(Stored dataset items)
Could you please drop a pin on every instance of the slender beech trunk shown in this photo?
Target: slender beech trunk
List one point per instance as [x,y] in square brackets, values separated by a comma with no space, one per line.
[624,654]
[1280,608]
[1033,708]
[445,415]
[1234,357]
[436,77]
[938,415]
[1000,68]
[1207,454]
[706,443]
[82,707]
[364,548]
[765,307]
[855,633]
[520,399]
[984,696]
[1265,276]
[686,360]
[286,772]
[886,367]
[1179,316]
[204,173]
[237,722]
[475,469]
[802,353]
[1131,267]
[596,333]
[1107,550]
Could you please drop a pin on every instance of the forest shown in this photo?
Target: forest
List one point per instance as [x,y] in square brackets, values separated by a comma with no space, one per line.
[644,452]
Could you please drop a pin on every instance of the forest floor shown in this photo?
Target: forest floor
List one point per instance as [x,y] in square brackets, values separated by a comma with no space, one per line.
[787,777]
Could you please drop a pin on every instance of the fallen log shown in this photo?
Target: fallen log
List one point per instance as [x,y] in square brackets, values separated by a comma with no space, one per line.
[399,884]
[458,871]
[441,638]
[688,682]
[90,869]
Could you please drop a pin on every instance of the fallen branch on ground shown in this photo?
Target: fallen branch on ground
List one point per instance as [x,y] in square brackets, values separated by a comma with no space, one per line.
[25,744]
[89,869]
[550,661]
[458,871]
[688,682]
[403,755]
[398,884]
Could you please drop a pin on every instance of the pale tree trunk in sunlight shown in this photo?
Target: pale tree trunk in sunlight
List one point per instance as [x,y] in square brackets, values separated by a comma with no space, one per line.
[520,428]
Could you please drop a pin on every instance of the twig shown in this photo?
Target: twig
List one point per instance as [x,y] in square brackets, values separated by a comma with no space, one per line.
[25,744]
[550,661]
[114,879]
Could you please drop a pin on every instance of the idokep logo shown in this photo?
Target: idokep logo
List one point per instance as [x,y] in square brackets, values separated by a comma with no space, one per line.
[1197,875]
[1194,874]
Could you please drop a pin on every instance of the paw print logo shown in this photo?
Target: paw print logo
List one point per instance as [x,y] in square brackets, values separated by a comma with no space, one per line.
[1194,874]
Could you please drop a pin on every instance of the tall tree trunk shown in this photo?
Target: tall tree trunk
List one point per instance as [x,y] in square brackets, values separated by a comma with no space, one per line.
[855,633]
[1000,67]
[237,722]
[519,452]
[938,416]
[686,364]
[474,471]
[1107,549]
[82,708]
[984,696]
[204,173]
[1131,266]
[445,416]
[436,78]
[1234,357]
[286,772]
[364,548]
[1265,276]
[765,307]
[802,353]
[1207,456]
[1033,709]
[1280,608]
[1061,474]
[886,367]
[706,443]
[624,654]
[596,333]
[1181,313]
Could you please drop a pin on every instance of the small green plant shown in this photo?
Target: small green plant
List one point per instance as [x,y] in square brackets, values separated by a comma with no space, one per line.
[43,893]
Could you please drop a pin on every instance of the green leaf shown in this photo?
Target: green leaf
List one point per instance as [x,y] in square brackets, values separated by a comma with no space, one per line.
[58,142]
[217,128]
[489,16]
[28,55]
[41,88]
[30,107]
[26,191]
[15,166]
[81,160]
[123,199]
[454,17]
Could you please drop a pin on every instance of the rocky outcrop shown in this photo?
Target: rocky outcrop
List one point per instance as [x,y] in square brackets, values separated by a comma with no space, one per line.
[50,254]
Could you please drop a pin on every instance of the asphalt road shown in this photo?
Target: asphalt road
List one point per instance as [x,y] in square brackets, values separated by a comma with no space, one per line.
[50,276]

Task description: Please reproduce each record precisely as written.

Finished exercise:
Could you please drop a pin on every instance of the slender beech trunk shown in this photo?
Target: slender beech trunk
List one point per instance as [x,y] in square brackets, values separated by a comma with no space, one per line.
[624,654]
[1280,608]
[1033,708]
[445,415]
[1234,357]
[436,77]
[938,415]
[1000,68]
[1207,454]
[706,443]
[82,707]
[364,548]
[765,307]
[855,633]
[520,399]
[984,696]
[1265,276]
[686,360]
[286,772]
[886,367]
[1179,316]
[204,173]
[237,722]
[475,469]
[802,353]
[1131,267]
[596,333]
[1107,550]
Could you please drop a pin on every instance of the forest shown in this photo?
Target: forest
List one point per instance as [x,y] in square brackets, values separated by a comma with no space, one per line.
[644,452]
Could you please drop a pin on every instance of the forest floor shown in this photo?
Target: forest floor
List one point per instance as [x,y] in square brackets, values separated by a comma with no space, one per line.
[787,777]
Could you please drop a pin on every instance of the fallen log shown in this photo?
Target: fallen log
List one point per instance as [x,y] in square brackets, values separated by a comma with no space, one per line.
[399,884]
[458,871]
[441,638]
[688,682]
[90,869]
Could you please drop a pin on every instance of the fallen branch on ground shown in this photo?
Target: fallen branch on ground
List one point per instance as [x,y] in square brackets, values separated by a comma with no space, one per line.
[25,744]
[89,869]
[550,661]
[458,871]
[688,682]
[403,755]
[398,884]
Could you please drop a pin on every instance of the pale tree trunk in sunlight shown in this photo?
Target: pale tree trunk in sunlight
List one point per instance as [x,y] in square brackets, values separated by a comma with no space, one per line.
[520,428]
Could you please drop a pin on every instance of the twig shown in this photo?
Target: twig
List one point per instance as [x,y] in square brackets, values separated by a comma with no space, one per line.
[25,744]
[550,661]
[114,879]
Could you please drop a pin on every instance of the idokep logo shown in this photo?
Target: idokep logo
List one point per instance as [x,y] in square brackets, values separated by a comma with no space, one per line.
[1197,875]
[1194,874]
Could you please drop a pin on every instance of the paw print logo shown in this photo?
Target: paw print logo
List one point per instance as [x,y] in square brackets, values separated by a comma with no space, one per line.
[1194,874]
Could you please drop a pin on every instance of the tall tree trunk shown in this photo?
Target: tall tree trunk
List one point per instance as [x,y] in square brackets, values separated by a comma with no space, one per line.
[855,633]
[1000,67]
[237,722]
[519,452]
[938,416]
[686,364]
[474,471]
[1107,549]
[82,708]
[984,696]
[204,173]
[1131,266]
[445,416]
[436,78]
[1234,357]
[286,772]
[364,548]
[1265,276]
[765,307]
[802,353]
[1207,456]
[1033,709]
[1280,608]
[1061,474]
[886,367]
[706,443]
[624,654]
[596,333]
[1181,313]
Could you please drop a pin on every instance of the small green plant shown in this photo?
Target: small green plant
List one point per instance as [x,y] in square brackets, values separated by a comma with no space, one per line.
[43,893]
Could you please drop a pin on every instance of the green leaf shown in this photo?
Target: green leaf
List one point per instance as [x,y] in square brackets, values separated by a comma with no space, one per line.
[58,142]
[217,128]
[489,16]
[28,55]
[41,88]
[30,107]
[26,191]
[15,166]
[81,160]
[123,199]
[454,17]
Could you please drop a pin on every instance of the rocky outcrop shown in this photo?
Target: rocky outcrop
List one point per instance as [x,y] in square brackets, values separated by a comma with no space, one per line.
[50,254]
Could you please drop a pin on every instance of the asphalt road shown in this photo?
Target: asphalt road
List one point per instance as [x,y] in square brackets, values separated by a comma with no space, one per line.
[50,276]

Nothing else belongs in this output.